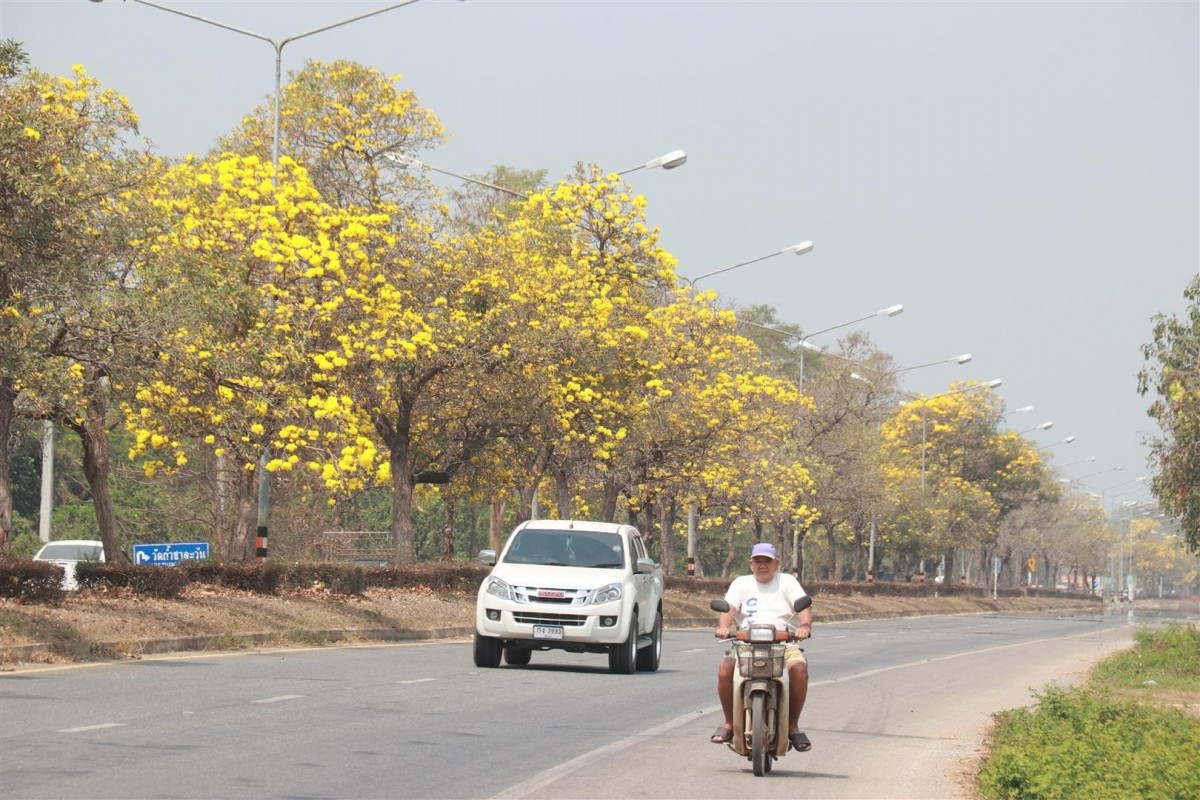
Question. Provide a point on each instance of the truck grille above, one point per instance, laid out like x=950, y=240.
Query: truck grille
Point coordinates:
--
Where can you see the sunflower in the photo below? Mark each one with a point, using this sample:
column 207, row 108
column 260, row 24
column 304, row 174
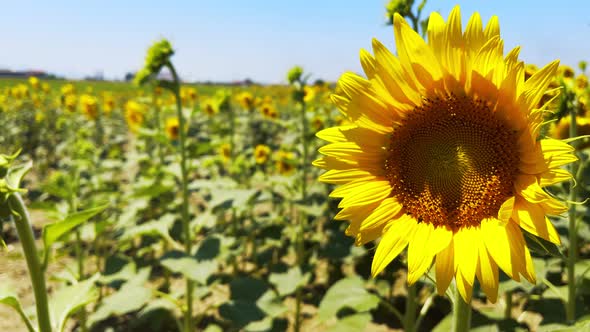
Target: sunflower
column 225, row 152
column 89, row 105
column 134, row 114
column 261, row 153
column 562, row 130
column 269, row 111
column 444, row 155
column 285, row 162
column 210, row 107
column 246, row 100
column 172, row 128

WHAT THE TASK REQUIRES –
Return each line of the material above in which the string "grille" appears.

SOLUTION TO THIS PROBLEM –
Question. Provide a point on each instance of the truck grille above, one point per instance, laid out like x=950, y=240.
Query: truck grille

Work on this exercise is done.